**Exercise prompt**
Please format the data between the lines holding "Place a point on every instance of the evergreen" and "pixel 38 80", inclusive, as a Markdown table with the columns Number and Record line, leaving out any blank lines.

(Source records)
▬▬▬▬▬▬
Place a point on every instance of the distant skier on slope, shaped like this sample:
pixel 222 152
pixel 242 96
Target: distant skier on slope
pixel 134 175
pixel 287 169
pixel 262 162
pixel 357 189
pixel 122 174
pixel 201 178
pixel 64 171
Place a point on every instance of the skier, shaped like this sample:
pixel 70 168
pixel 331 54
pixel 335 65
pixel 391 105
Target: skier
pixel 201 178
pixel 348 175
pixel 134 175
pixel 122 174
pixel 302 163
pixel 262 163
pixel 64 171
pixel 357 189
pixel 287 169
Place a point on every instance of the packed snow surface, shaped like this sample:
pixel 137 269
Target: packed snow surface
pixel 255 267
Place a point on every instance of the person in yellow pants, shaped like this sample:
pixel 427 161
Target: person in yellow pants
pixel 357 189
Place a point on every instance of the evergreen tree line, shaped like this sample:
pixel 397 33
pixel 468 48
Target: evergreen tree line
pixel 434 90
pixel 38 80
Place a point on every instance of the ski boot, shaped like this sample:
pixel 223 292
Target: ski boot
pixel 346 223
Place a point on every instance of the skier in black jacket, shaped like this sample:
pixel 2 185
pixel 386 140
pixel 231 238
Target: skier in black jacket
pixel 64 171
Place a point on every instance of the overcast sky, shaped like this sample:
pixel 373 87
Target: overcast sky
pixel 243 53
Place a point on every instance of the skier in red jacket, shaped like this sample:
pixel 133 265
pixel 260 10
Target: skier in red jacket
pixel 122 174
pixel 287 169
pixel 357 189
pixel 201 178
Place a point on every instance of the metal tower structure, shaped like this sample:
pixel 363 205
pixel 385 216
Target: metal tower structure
▬▬▬▬▬▬
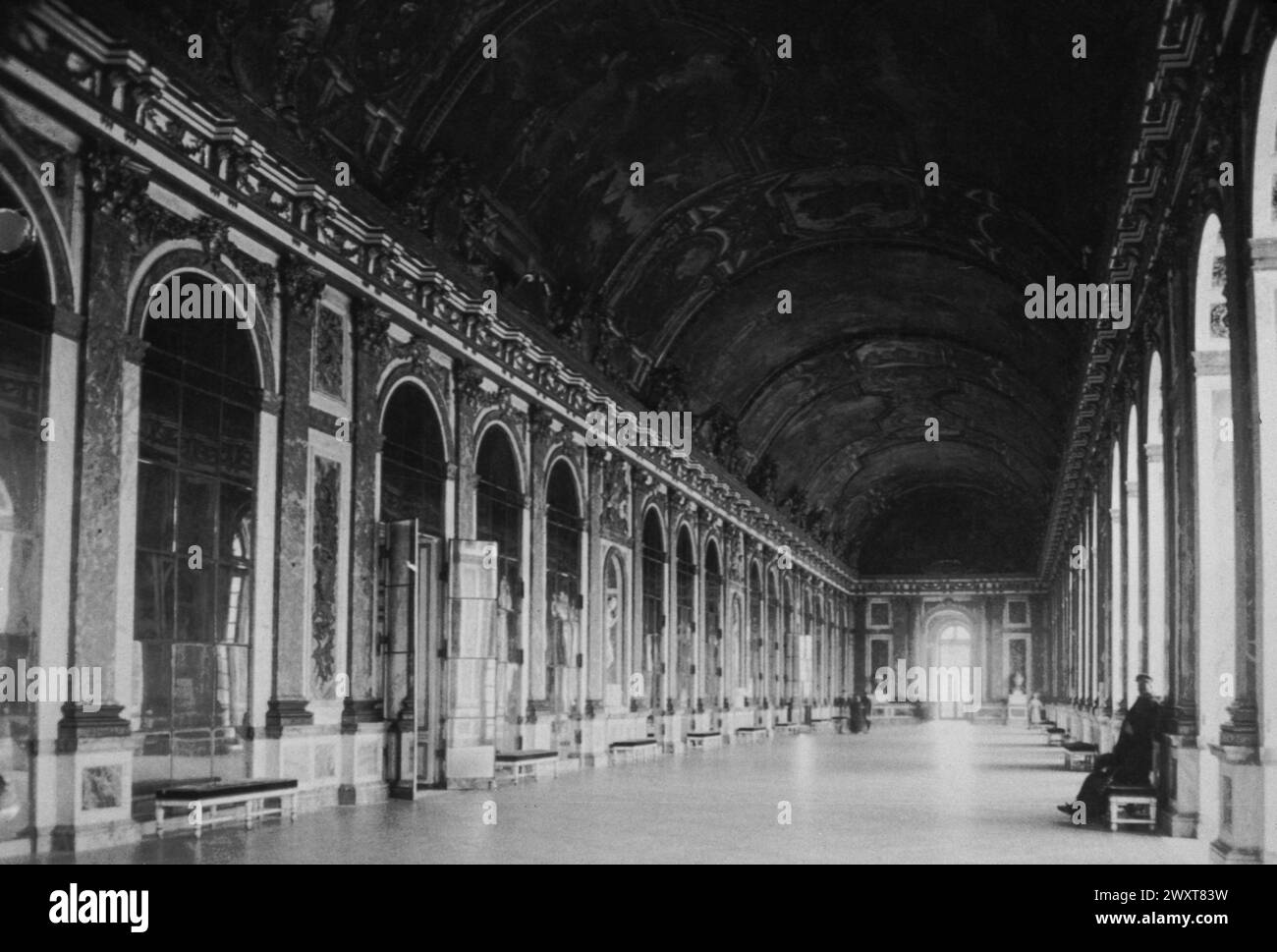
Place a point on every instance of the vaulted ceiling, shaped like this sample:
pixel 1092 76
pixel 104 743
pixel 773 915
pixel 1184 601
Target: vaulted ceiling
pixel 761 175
▬▬▬▬▬▬
**Answer**
| Number | Record line |
|---|---|
| 1 | Place a point on every instance of the evergreen tree line, shaped like this sample: |
| 2 | pixel 397 33 |
| 3 | pixel 468 48 |
| 4 | Target: evergreen tree line |
| 5 | pixel 434 90 |
| 6 | pixel 38 80 |